• TASK DIRECTIONS: Starting at the line that contains "of the multi-story", write out each line through the end of the data below, exactly as it stands. Skip any pictures.

========

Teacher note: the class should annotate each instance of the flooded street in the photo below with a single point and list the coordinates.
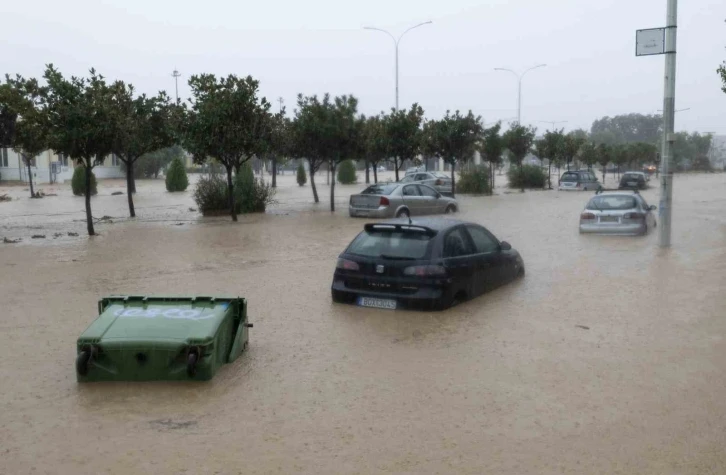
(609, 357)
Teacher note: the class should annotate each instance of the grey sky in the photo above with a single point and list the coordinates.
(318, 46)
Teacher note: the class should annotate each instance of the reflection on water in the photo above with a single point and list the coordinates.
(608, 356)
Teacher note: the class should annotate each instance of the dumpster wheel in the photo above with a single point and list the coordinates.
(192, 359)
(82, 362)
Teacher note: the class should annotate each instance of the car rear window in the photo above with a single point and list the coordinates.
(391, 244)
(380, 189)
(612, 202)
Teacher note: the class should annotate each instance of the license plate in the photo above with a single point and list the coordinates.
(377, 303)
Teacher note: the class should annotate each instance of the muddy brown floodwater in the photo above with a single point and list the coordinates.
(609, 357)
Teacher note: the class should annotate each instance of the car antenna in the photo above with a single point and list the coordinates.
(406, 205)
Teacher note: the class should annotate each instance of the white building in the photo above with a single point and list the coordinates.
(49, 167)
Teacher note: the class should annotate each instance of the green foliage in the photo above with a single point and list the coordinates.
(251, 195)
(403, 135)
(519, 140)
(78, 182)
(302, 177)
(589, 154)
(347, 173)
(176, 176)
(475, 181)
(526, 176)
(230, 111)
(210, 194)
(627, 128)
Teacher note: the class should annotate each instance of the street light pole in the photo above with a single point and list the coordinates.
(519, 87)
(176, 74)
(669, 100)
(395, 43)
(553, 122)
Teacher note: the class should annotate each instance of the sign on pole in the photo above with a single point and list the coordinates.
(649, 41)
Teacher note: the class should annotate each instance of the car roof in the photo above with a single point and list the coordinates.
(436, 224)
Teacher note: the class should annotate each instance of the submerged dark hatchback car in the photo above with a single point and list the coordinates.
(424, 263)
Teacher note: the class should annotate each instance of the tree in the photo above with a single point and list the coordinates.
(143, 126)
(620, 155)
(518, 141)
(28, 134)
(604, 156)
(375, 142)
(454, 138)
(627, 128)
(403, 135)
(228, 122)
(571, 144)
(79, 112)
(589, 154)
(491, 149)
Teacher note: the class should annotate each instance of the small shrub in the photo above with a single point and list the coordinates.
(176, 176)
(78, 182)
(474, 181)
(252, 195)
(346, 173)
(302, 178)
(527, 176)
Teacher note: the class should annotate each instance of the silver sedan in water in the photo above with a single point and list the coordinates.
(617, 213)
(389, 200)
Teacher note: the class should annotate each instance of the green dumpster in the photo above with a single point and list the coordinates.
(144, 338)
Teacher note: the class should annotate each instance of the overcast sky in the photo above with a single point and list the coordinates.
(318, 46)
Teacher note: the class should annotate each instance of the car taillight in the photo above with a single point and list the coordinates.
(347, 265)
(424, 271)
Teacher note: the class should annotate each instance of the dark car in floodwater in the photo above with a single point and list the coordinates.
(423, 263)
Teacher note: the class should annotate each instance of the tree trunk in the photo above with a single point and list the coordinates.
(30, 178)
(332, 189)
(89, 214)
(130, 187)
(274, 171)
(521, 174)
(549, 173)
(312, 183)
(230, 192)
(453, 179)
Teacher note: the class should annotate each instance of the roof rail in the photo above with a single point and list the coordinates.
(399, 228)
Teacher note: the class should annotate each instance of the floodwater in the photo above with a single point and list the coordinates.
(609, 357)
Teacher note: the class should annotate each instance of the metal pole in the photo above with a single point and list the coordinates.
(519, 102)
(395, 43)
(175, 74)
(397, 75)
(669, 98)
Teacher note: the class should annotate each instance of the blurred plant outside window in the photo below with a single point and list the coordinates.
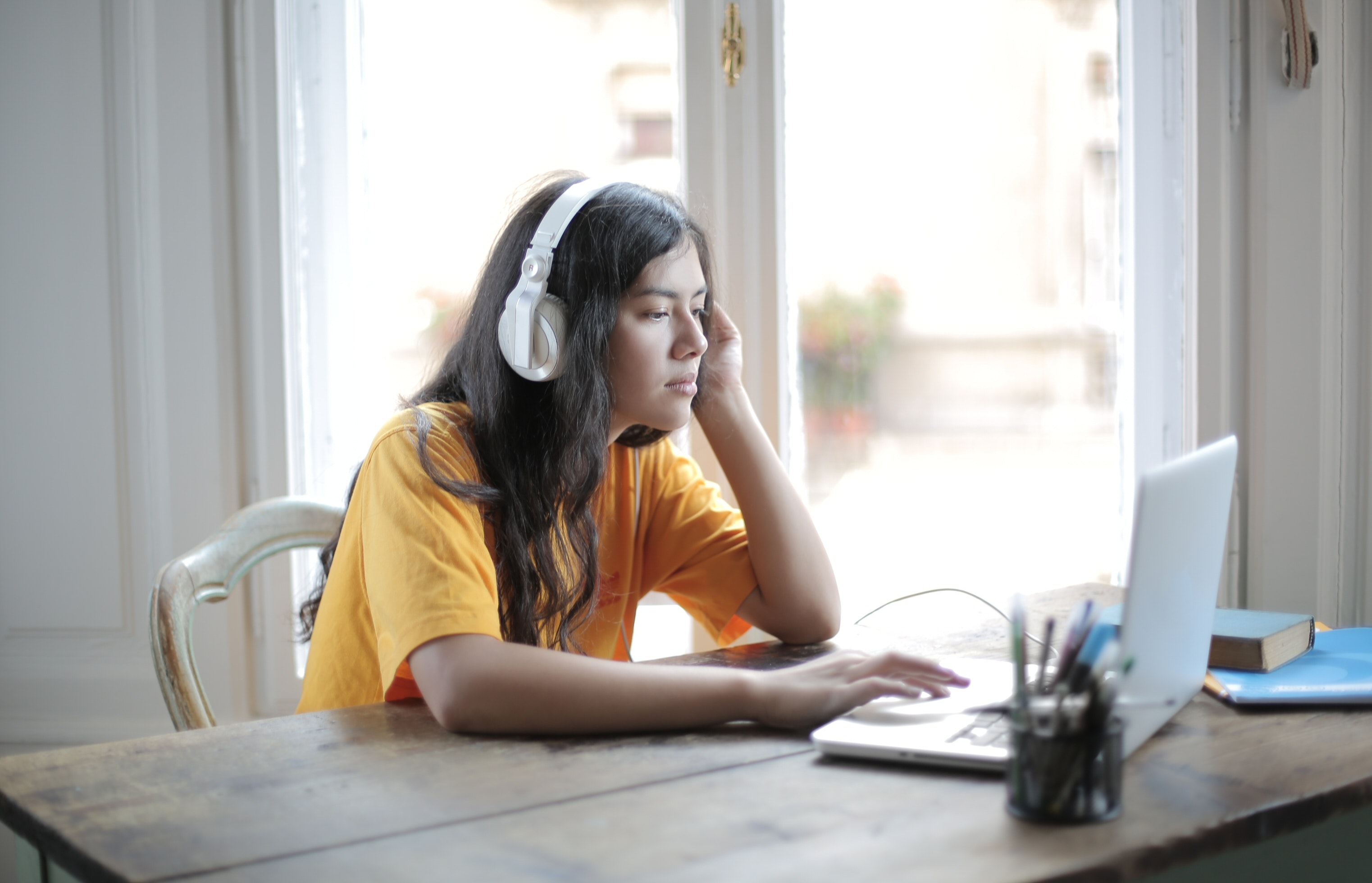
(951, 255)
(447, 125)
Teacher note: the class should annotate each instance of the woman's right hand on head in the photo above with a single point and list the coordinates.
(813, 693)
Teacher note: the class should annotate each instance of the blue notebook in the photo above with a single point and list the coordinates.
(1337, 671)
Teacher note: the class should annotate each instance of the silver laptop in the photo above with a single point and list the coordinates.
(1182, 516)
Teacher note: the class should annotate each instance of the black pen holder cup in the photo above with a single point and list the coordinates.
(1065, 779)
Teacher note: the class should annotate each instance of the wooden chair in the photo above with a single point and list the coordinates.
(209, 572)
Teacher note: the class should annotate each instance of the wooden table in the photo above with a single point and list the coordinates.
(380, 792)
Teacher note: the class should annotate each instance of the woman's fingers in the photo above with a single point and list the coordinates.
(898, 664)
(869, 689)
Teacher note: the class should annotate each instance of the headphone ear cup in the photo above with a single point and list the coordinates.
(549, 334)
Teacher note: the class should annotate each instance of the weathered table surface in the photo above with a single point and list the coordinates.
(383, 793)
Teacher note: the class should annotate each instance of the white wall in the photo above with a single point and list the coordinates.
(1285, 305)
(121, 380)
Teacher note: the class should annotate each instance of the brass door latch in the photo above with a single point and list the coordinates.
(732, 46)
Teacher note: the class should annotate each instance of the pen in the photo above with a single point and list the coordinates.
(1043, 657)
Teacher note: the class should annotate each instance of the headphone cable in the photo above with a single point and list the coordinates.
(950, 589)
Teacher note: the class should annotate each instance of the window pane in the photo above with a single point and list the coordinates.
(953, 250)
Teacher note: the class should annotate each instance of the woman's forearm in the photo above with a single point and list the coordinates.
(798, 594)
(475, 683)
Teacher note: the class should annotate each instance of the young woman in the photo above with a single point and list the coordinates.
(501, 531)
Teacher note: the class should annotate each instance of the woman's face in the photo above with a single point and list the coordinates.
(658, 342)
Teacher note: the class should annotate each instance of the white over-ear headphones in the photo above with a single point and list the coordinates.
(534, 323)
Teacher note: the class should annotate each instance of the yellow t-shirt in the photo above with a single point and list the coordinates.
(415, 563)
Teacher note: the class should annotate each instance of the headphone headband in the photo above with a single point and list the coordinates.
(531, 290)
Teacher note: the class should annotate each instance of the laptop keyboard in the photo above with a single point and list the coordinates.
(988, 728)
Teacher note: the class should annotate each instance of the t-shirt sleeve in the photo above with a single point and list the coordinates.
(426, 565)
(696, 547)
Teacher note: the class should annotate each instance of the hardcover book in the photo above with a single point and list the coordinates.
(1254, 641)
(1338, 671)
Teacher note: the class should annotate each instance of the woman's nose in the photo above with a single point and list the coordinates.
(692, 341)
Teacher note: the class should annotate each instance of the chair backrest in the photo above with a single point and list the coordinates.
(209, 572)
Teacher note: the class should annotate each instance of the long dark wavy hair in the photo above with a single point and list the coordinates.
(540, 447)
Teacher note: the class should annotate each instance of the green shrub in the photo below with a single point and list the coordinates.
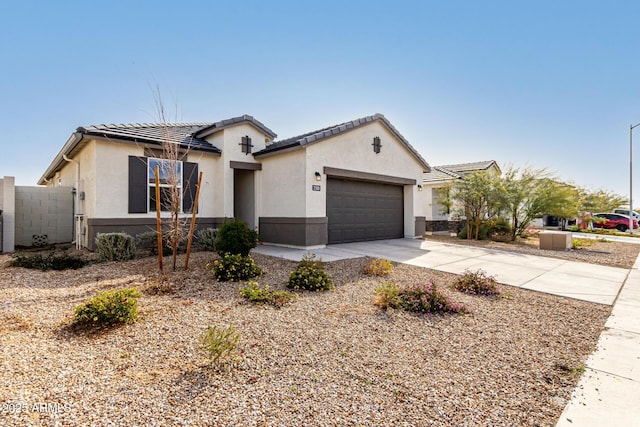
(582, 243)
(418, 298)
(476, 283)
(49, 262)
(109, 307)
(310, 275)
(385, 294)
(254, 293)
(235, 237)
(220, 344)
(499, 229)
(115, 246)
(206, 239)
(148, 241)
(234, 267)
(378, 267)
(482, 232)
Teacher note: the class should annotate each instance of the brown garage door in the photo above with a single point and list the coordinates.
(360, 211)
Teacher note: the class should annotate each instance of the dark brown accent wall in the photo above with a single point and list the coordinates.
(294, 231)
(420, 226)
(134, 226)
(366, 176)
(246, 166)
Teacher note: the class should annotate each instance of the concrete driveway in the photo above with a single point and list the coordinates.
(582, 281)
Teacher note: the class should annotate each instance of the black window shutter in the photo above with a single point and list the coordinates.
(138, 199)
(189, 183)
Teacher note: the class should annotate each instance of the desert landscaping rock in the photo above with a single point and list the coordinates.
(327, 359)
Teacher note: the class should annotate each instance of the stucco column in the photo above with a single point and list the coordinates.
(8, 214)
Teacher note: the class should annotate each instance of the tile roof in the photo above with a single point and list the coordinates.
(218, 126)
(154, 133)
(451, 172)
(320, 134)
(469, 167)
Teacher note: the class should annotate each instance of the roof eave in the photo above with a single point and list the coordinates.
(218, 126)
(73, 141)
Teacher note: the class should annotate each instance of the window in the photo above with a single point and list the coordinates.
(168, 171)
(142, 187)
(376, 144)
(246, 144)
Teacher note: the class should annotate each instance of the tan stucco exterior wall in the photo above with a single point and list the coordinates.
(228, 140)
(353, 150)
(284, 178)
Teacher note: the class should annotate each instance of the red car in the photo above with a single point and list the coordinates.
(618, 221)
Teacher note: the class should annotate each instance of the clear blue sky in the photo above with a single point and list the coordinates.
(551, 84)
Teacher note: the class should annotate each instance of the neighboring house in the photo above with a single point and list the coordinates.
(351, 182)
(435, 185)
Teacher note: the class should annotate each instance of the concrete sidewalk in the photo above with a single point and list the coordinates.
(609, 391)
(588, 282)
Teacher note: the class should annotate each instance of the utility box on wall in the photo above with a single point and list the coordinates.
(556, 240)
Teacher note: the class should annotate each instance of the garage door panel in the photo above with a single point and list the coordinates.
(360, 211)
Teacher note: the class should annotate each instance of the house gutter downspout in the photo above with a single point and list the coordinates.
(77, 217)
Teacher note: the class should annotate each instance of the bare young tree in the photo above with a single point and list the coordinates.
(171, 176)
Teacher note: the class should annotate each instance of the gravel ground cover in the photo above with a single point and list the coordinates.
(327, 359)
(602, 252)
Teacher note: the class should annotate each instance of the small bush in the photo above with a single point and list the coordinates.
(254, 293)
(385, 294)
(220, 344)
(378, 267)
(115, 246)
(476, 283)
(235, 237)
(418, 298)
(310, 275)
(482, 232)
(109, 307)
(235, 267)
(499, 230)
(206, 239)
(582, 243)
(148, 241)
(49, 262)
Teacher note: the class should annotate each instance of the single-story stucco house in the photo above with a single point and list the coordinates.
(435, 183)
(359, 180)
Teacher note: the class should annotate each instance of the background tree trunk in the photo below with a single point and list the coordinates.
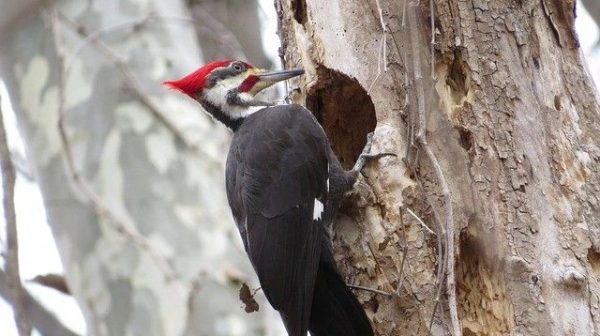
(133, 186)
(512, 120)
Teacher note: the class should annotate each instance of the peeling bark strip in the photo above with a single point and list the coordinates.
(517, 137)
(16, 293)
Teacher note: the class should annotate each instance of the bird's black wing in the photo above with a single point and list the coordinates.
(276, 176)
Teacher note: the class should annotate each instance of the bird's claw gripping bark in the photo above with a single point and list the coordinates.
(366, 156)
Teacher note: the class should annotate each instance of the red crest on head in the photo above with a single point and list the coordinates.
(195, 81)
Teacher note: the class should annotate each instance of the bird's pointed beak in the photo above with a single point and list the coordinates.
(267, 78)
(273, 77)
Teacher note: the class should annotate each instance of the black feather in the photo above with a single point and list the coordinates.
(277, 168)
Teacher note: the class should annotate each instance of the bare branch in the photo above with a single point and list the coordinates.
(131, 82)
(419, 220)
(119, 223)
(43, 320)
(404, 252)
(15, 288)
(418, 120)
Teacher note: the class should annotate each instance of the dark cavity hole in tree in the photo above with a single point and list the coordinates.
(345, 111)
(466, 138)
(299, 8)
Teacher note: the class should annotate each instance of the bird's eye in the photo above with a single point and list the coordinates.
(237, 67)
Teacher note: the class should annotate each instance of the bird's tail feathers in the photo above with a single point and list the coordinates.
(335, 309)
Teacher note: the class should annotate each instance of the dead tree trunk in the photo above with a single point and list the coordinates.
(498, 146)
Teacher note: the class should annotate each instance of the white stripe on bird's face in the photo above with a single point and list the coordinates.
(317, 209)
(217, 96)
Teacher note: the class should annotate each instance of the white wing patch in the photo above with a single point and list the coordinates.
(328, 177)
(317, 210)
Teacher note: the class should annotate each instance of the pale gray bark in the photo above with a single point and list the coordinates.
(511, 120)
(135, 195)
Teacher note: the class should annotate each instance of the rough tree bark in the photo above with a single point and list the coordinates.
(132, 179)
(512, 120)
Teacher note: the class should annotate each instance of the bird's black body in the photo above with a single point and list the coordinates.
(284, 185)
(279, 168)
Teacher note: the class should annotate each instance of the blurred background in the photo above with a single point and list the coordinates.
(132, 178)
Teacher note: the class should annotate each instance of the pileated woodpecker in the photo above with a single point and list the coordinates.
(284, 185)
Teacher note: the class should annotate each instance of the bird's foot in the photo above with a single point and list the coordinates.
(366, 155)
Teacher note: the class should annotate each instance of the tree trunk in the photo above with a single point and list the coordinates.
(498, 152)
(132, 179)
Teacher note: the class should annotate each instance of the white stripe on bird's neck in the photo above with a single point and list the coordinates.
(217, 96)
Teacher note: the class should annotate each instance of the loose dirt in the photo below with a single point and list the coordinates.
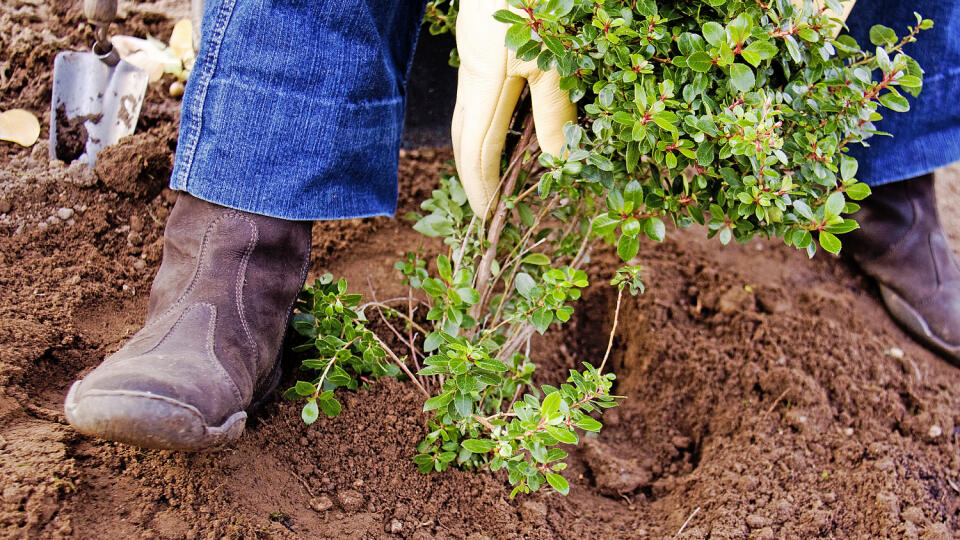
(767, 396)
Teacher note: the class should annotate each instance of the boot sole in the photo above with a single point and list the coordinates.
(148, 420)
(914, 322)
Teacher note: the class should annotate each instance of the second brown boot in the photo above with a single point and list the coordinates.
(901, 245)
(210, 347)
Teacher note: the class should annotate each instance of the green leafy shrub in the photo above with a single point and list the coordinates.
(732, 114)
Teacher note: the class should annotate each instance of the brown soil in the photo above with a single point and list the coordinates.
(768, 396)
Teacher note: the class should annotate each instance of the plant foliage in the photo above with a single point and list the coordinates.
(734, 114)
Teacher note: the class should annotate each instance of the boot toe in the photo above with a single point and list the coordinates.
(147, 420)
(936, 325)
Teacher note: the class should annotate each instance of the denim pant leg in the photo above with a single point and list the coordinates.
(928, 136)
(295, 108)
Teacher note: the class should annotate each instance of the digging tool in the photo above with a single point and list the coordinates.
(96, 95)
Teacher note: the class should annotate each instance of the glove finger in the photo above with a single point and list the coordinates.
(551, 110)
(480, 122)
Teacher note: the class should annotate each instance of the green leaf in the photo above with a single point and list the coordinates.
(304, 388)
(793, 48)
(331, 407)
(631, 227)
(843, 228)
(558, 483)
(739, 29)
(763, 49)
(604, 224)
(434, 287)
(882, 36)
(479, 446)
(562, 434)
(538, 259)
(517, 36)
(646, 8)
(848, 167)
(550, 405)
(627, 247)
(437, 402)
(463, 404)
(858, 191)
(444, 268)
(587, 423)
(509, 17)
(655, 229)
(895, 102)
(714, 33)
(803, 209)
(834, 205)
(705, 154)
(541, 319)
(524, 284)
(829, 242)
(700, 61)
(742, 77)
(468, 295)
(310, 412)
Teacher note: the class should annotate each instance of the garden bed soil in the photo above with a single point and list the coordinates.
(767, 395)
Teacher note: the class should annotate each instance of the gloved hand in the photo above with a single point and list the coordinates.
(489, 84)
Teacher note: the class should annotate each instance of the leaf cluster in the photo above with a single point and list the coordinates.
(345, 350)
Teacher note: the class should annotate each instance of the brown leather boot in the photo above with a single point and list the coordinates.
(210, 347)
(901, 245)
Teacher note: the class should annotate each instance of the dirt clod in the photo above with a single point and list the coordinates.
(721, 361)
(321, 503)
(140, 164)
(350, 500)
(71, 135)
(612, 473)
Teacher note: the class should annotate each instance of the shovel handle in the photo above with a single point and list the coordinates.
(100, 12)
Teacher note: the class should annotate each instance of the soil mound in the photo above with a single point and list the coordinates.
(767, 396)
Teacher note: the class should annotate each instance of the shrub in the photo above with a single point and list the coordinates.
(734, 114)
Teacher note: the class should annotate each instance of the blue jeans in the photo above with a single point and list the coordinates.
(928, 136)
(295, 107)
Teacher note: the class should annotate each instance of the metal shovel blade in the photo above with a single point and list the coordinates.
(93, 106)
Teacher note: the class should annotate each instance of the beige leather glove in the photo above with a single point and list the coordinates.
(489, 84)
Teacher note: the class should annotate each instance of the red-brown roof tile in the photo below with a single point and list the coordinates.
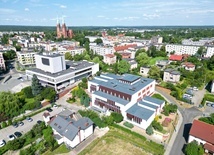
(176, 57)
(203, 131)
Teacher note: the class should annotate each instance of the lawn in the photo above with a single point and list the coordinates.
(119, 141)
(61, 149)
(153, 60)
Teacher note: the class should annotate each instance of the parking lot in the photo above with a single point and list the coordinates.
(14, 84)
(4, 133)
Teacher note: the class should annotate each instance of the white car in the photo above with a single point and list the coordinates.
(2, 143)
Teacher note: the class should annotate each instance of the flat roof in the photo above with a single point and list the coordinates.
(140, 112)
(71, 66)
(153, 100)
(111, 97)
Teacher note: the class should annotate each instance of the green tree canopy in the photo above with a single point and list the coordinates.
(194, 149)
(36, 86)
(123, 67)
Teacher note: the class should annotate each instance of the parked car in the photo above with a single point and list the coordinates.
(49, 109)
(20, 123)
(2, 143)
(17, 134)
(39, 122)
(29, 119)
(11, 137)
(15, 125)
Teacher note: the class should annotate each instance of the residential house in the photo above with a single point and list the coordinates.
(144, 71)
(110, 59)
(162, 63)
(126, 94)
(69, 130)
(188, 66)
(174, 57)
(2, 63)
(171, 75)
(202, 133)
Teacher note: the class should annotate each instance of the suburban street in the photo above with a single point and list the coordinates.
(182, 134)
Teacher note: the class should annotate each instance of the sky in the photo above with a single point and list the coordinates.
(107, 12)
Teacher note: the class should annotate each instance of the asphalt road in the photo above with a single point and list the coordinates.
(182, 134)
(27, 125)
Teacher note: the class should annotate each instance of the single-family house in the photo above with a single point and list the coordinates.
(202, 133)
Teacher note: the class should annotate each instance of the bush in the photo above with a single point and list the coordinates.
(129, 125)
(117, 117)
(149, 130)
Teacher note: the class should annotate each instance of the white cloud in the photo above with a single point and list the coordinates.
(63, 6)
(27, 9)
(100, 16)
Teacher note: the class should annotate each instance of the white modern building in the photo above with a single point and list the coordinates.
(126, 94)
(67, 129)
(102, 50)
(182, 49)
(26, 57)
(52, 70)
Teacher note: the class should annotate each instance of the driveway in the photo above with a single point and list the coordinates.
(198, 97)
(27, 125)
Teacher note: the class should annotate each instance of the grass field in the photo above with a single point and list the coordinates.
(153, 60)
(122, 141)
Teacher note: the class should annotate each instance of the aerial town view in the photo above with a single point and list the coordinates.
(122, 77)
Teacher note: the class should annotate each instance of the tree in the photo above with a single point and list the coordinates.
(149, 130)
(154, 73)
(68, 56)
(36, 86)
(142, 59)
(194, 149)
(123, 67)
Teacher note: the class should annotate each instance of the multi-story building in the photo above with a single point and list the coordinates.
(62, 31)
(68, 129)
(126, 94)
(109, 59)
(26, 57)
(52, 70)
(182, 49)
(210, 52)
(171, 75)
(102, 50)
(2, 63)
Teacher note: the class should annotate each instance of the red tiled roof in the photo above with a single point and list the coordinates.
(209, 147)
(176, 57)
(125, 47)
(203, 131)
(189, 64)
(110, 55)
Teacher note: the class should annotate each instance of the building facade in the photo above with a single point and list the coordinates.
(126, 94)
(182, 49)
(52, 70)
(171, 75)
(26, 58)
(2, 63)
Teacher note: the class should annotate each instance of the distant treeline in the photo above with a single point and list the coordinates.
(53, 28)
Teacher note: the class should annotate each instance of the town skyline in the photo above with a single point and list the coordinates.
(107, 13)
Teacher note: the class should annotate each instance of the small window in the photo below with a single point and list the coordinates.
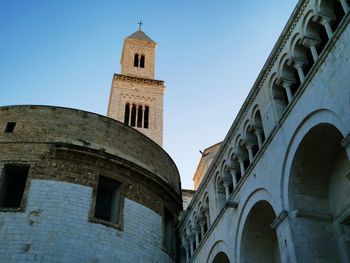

========

• EXERCISE OUTPUT:
Teacher note: the class should annotate each instance of the multi-story building in the photo above with a single point and list the coordinates.
(62, 31)
(68, 129)
(126, 94)
(109, 59)
(26, 57)
(52, 70)
(182, 49)
(210, 52)
(171, 75)
(102, 50)
(2, 63)
Teacher note: the class should annotate each instance of the red tiled roof in the photo above with a single point and list the coordinates.
(209, 147)
(176, 57)
(125, 47)
(203, 131)
(189, 64)
(110, 55)
Teacher note: the class should annotate each instance of the building facade in the photo above with a single point and list the coordinates.
(126, 94)
(182, 49)
(52, 70)
(171, 75)
(26, 58)
(2, 63)
Teacher note: the class should annotate each instance of the distant treeline in the photo above with a single point and list the coordinates.
(53, 28)
Teacher note: the class should annotate each instance of the town skyline in the photo above with a single point and list the coordinates.
(107, 13)
Teacher note: the class should annotate each instance of the small window in the photo below with a single point and list the coordinates.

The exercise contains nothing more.